----- Available data

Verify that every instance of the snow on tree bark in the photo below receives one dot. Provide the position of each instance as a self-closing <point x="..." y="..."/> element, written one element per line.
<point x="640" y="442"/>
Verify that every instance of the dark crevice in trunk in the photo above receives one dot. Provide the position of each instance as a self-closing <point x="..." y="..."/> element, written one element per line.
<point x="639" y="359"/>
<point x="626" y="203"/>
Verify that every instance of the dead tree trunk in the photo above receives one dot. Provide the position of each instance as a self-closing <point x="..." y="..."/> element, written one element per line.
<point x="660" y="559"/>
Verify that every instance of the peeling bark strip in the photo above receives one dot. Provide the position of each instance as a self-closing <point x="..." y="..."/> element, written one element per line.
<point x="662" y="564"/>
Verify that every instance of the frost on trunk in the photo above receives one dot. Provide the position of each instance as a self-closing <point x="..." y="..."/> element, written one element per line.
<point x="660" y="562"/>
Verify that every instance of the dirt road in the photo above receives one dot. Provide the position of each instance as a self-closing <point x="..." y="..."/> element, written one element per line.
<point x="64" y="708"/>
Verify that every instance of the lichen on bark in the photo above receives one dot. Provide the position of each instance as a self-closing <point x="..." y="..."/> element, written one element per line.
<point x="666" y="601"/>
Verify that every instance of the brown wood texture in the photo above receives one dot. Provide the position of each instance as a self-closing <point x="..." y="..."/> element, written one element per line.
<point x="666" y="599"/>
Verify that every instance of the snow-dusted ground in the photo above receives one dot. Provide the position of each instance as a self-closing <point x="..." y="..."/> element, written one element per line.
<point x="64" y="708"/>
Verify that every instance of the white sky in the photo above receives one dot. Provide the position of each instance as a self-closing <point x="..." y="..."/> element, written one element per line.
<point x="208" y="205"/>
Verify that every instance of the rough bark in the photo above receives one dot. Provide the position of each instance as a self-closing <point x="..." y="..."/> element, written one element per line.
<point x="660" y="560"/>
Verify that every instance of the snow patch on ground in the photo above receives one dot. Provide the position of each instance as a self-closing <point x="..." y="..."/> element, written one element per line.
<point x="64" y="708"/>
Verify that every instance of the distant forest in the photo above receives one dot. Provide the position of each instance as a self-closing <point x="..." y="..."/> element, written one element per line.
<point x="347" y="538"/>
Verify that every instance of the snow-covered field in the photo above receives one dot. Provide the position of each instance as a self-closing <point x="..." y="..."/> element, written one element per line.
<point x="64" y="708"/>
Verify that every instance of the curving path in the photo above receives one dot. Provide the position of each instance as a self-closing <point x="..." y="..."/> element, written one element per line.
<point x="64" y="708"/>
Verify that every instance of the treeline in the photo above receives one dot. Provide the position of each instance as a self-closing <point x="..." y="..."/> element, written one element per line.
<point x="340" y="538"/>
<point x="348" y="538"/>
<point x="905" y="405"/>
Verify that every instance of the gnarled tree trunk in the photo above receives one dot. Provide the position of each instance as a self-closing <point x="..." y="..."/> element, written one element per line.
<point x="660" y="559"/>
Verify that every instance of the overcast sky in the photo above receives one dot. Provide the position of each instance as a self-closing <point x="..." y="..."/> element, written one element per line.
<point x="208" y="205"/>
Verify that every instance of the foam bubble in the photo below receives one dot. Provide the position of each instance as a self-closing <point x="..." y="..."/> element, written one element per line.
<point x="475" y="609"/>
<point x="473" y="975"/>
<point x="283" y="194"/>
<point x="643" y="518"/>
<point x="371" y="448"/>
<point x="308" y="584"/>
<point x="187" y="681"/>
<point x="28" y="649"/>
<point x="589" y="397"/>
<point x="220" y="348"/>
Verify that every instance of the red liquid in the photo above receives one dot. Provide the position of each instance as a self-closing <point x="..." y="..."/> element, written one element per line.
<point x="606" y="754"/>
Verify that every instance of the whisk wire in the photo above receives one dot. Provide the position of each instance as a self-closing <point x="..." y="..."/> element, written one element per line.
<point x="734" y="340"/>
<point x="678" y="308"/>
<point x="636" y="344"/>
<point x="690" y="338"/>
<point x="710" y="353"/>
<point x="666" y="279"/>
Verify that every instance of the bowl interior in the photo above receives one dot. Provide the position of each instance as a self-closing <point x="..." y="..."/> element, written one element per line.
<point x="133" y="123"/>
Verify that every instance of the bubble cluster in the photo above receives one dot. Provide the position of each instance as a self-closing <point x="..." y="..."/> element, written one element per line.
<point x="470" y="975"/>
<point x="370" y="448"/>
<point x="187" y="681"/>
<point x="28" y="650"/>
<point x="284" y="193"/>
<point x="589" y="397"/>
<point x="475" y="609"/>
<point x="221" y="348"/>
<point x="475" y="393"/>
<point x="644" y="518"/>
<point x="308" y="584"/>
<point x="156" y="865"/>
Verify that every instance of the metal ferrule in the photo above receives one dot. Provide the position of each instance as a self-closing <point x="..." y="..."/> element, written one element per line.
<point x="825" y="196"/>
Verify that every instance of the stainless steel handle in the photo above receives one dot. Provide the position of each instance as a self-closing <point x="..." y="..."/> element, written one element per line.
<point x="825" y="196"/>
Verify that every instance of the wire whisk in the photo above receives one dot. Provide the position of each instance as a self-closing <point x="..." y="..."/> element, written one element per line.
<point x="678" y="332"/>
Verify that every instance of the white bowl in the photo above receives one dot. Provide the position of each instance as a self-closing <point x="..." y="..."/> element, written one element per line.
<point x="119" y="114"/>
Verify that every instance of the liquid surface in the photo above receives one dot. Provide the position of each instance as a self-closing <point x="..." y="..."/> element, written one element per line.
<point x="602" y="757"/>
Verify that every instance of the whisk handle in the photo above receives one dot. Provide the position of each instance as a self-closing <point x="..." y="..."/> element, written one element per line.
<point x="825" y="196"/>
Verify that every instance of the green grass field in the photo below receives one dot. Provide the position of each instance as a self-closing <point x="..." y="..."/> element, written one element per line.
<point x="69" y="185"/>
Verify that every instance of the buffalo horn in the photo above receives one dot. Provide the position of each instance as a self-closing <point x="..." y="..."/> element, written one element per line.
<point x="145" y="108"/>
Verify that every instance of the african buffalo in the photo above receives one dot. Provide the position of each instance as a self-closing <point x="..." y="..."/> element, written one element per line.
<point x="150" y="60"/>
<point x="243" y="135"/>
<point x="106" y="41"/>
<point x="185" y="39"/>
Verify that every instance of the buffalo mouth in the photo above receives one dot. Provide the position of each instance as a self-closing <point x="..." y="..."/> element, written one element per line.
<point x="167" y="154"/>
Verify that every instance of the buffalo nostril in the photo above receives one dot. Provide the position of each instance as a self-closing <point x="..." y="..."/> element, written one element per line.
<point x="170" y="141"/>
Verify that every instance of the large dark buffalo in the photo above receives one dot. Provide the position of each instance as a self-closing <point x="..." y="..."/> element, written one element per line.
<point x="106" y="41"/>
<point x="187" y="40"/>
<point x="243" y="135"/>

----------

### Instructions to follow
The whole of the material above is to be restated exactly.

### Result for this exercise
Verify that every instance of the snow on tree bark in the photo below receives one dot. Provide the position of each instance as a self-closing <point x="..." y="..."/> element, written one element per line.
<point x="640" y="442"/>
Verify that every instance of the dark crevice in trunk in the photo above receives one dot. Provide the position of each instance as a self-closing <point x="..." y="..."/> element, written one element per line.
<point x="639" y="359"/>
<point x="626" y="203"/>
Verify that every instance of the dead tree trunk in the photo above receives one dot. Provide the position of each instance as a self-closing <point x="..." y="..."/> element, written one element per line.
<point x="660" y="559"/>
Verify that every instance of the peeling bark strip in the photo above receives one dot. Provide the position of each instance as a self-closing <point x="..." y="..."/> element, written one element per line.
<point x="662" y="564"/>
Verify that every instance of the frost on trunk in the photo above receives one dot. Provide the position of each instance as a self-closing <point x="..." y="..."/> element, written one element per line.
<point x="660" y="562"/>
Verify that every instance of the dirt road in the photo above receives one dot. Provide the position of each instance as a self-closing <point x="..." y="..."/> element, written one element per line.
<point x="64" y="708"/>
Verify that every instance of the lichen on bark in the photo above receives one dot. Provide the position of each instance as a self-closing <point x="..." y="..."/> element, written one element per line.
<point x="666" y="601"/>
Verify that every instance of the brown wood texture in the photo above receives one dot. Provide the position of each instance as a self-closing <point x="..." y="..."/> element, written one element per line.
<point x="666" y="599"/>
Verify that every instance of the snow-dusted ground in the photo above receives one dot. Provide the position of each instance as a self-closing <point x="..." y="..."/> element, written one element per line.
<point x="64" y="708"/>
Verify that every instance of the white sky in the photo above receives one dot. Provide the position of each instance as a self-closing <point x="..." y="..."/> element, written one element per line.
<point x="208" y="205"/>
Verify that every instance of the rough bark in the photo above receives one dot. Provide the position of each instance as a self-closing <point x="..." y="..."/> element, written one element per line.
<point x="660" y="560"/>
Verify that every instance of the snow patch on ground in the photo above receives one dot. Provide the position of each instance as a self-closing <point x="..." y="..."/> element, written one element per line.
<point x="64" y="708"/>
Verify that every instance of the distant forest in the photo above receives one dot. Provide the position of each instance as a self-closing <point x="..." y="..."/> element, written one element per line.
<point x="347" y="538"/>
Verify that every instance of the snow-covered field in the photo above receives one dot. Provide the position of each instance as a self-closing <point x="..." y="..."/> element, written one element per line.
<point x="64" y="708"/>
Verify that every instance of the curving path in the photo above receives one dot. Provide the position of each instance as a self-closing <point x="..." y="..."/> element, written one element per line.
<point x="64" y="708"/>
Verify that every instance of the treeline in the photo above receives one dot. Provide the position of each instance as a self-closing <point x="..." y="..."/> element, written one element per line.
<point x="340" y="538"/>
<point x="348" y="538"/>
<point x="905" y="405"/>
Verify that every instance of the gnarled tree trunk in the photo above receives one dot. Provide the position of each instance as a self-closing <point x="..." y="..."/> element, written one element per line.
<point x="660" y="559"/>
Verify that every instance of the overcast sky in the photo above receives one dot. Provide the position of each instance as a self-closing <point x="..." y="..."/> element, written one element per line.
<point x="208" y="205"/>
Verify that every instance of the foam bubble in the photo below receives one dot. Provide the position of each instance as a self-closing <point x="..." y="..."/> element, written one element per line.
<point x="475" y="609"/>
<point x="473" y="975"/>
<point x="283" y="194"/>
<point x="643" y="518"/>
<point x="371" y="448"/>
<point x="308" y="584"/>
<point x="187" y="681"/>
<point x="28" y="649"/>
<point x="589" y="397"/>
<point x="220" y="348"/>
Verify that every instance of the red liquid in the photo above receives one dot. Provide the position of each instance as a self-closing <point x="..." y="..."/> element, written one element per line.
<point x="606" y="754"/>
Verify that every instance of the whisk wire in the photo above receives one dot. Provide the position of each instance as a self-closing <point x="..." y="..."/> element, written one element per line.
<point x="734" y="340"/>
<point x="678" y="308"/>
<point x="636" y="344"/>
<point x="690" y="338"/>
<point x="710" y="353"/>
<point x="666" y="279"/>
Verify that every instance of the bowl interior in the photo above receives one dot. Provide the position of each instance as a self-closing <point x="..." y="..."/> element, written one element per line.
<point x="133" y="123"/>
Verify that every instance of the bubble cluster in the photo above receives one dot. Provide the position of each instance as a self-closing <point x="..." y="..."/> element, written one element per line.
<point x="470" y="975"/>
<point x="370" y="448"/>
<point x="187" y="681"/>
<point x="28" y="650"/>
<point x="284" y="193"/>
<point x="589" y="397"/>
<point x="475" y="609"/>
<point x="221" y="348"/>
<point x="475" y="393"/>
<point x="644" y="518"/>
<point x="308" y="584"/>
<point x="156" y="865"/>
Verify that every instance of the metal ferrule in the photo above receives one dot. Provide the position of each instance as a self-closing <point x="..." y="..."/> element, written one element per line.
<point x="825" y="196"/>
Verify that every instance of the stainless steel handle in the photo above receives one dot. Provide the position of each instance as a self-closing <point x="..." y="..."/> element, written one element per line.
<point x="825" y="196"/>
Verify that every instance of the wire whisk in the photo above receives one dot. Provide the position of each instance as a self-closing <point x="..." y="..."/> element, written one element per line.
<point x="678" y="332"/>
Verify that every instance of the white bowl in the photo above receives one dot. Provide the position of each instance as a self-closing <point x="..." y="..."/> element, written one element per line.
<point x="119" y="114"/>
Verify that every instance of the liquid surface in the photo above receives one dot. Provide the position of each instance as a self-closing <point x="..." y="..."/> element, written one element per line.
<point x="602" y="757"/>
Verify that every instance of the whisk handle in the photo above receives one dot. Provide the position of each instance as a self-closing <point x="..." y="..."/> element, written one element per line.
<point x="825" y="196"/>
Verify that every instance of the green grass field in the photo below receives one dot. Provide the position of each instance as a self-closing <point x="..." y="..."/> element, written one element per line.
<point x="69" y="185"/>
Verify that every instance of the buffalo horn in the photo above receives one dot. Provide the position of each instance as a self-closing <point x="..." y="..."/> element, written one element per line.
<point x="145" y="108"/>
Verify that every instance of the african buffalo in the photo above receives one dot. Provide the position of each instance as a self-closing <point x="..." y="..."/> element, written one element per line.
<point x="150" y="60"/>
<point x="243" y="135"/>
<point x="106" y="41"/>
<point x="185" y="39"/>
Verify that every instance of the buffalo mouth in the photo above receives one dot. Provide the position of each instance as a self-closing <point x="..." y="..."/> element, written one element per line.
<point x="167" y="154"/>
Verify that every instance of the buffalo nostril in the photo above receives one dot. Provide the position of each instance as a self-closing <point x="..." y="..."/> element, written one element per line.
<point x="170" y="141"/>
Verify that every instance of the large dark buffalo in the photo above receives one dot. Provide the position of each instance as a self-closing <point x="..." y="..."/> element, written one element per line.
<point x="106" y="41"/>
<point x="187" y="40"/>
<point x="243" y="135"/>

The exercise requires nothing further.